### What needs to be done:
Return the records from the first line through the line containing "negative clicks: (70, 130) (184, 108)", and leave out the pictures.

### Source material:
------

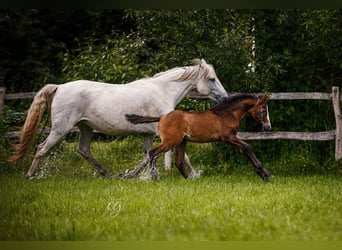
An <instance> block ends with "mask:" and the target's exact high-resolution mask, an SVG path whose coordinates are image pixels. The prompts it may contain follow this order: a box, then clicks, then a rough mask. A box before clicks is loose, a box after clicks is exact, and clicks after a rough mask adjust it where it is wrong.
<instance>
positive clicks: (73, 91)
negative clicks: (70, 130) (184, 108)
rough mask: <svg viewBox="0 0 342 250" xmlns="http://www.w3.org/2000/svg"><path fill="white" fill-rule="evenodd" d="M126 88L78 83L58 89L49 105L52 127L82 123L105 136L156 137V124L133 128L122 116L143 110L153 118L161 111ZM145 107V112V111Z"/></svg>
mask: <svg viewBox="0 0 342 250" xmlns="http://www.w3.org/2000/svg"><path fill="white" fill-rule="evenodd" d="M133 89H134V86H132V85H129V84H108V83H102V82H93V81H86V80H79V81H74V82H68V83H65V84H61V85H59V86H58V89H57V91H56V95H55V98H54V100H53V103H52V107H51V108H52V109H51V110H52V113H51V115H52V119H53V121H54V123H55V124H56V123H63V124H66V123H67V127H73V126H76V125H77V124H78V123H80V122H83V123H86V124H87V125H88V126H90V127H92V128H94V129H96V130H99V131H101V132H103V133H105V134H112V135H124V134H132V133H151V134H153V133H155V131H156V125H155V124H143V125H133V124H130V123H128V122H127V121H126V119H125V117H124V114H125V113H127V112H132V113H137V112H139V111H140V112H141V111H142V110H143V112H144V113H147V112H149V113H150V114H153V115H160V111H159V110H158V109H157V108H155V107H154V106H153V104H151V103H147V102H148V100H150V99H151V98H148V97H146V96H142V95H138V90H135V91H134V90H133ZM144 107H146V108H144Z"/></svg>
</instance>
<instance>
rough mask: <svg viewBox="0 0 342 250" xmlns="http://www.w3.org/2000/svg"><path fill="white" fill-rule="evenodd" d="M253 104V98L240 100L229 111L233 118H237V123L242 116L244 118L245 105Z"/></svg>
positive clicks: (246, 112) (245, 114) (245, 111)
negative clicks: (242, 100) (233, 117)
mask: <svg viewBox="0 0 342 250" xmlns="http://www.w3.org/2000/svg"><path fill="white" fill-rule="evenodd" d="M254 104H255V101H254V100H246V101H242V102H241V103H239V104H238V105H236V107H235V108H234V109H233V110H232V111H231V114H232V115H233V116H234V117H235V119H237V120H238V121H239V123H240V122H241V120H242V119H243V118H245V116H246V115H247V113H248V110H247V108H246V107H247V106H248V105H251V106H253V105H254Z"/></svg>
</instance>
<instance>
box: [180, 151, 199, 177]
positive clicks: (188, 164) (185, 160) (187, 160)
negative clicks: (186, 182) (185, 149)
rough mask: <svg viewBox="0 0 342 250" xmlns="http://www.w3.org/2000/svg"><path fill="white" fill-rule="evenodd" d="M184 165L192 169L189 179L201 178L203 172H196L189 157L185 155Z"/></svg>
mask: <svg viewBox="0 0 342 250" xmlns="http://www.w3.org/2000/svg"><path fill="white" fill-rule="evenodd" d="M184 163H185V165H187V166H188V167H189V168H190V174H189V175H188V179H194V178H199V177H200V176H201V174H202V170H198V171H196V170H195V169H194V168H193V167H192V165H191V162H190V159H189V156H188V155H187V154H186V153H185V154H184Z"/></svg>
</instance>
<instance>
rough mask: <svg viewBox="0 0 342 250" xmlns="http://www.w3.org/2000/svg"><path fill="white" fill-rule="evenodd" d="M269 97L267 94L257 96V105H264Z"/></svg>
mask: <svg viewBox="0 0 342 250" xmlns="http://www.w3.org/2000/svg"><path fill="white" fill-rule="evenodd" d="M269 96H270V95H269V94H266V95H261V96H259V97H258V102H259V103H265V102H266V101H267V99H268V97H269Z"/></svg>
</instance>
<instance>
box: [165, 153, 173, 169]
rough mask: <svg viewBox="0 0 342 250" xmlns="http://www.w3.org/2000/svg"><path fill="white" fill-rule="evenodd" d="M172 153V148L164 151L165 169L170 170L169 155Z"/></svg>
mask: <svg viewBox="0 0 342 250" xmlns="http://www.w3.org/2000/svg"><path fill="white" fill-rule="evenodd" d="M171 155H172V150H169V151H167V152H166V153H165V155H164V157H165V160H164V162H165V167H164V168H165V170H167V171H169V170H171V157H172V156H171Z"/></svg>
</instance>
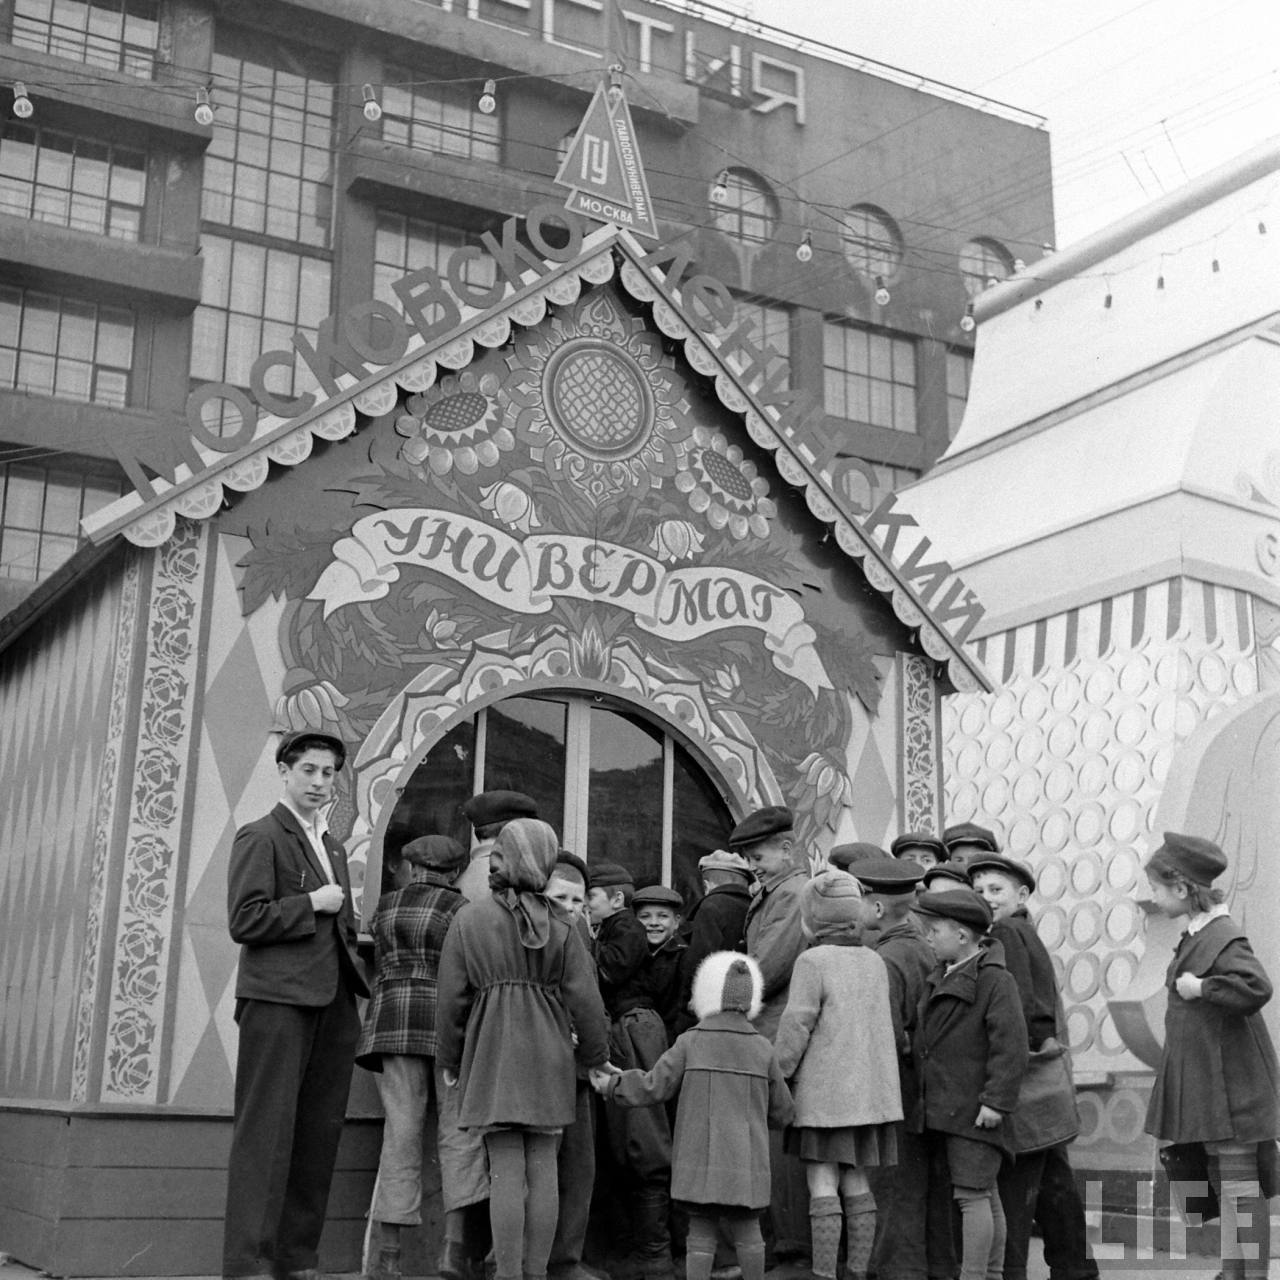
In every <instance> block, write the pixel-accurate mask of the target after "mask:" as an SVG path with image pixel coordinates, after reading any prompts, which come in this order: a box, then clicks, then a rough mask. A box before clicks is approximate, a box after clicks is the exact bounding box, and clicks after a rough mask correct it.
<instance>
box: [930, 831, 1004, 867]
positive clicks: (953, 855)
mask: <svg viewBox="0 0 1280 1280" xmlns="http://www.w3.org/2000/svg"><path fill="white" fill-rule="evenodd" d="M942 844H943V845H946V847H947V861H950V863H954V864H955V865H956V867H959V868H960V869H961V870H964V869H965V868H966V867H968V865H969V863H970V861H972V860H973V859H974V858H977V856H978V855H979V854H998V852H1000V841H997V840H996V833H995V832H993V831H988V829H987V828H986V827H979V826H978V824H977V823H975V822H957V823H956V824H955V826H954V827H947V828H946V831H943V832H942Z"/></svg>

------

### Solution to the problem:
An <instance> block ends with "mask:" and the target's exact high-resolution mask, an SVG path whose coordinates are image pixels. The prompts it may contain follow this order: a box, then clicks, then a rough mask. A box before clicks is loose, a box after clicks is exact, and clicks after a rough mask adjust it where it is wrong.
<instance>
positive clicks: (73, 91)
negative clicks: (70, 130) (184, 108)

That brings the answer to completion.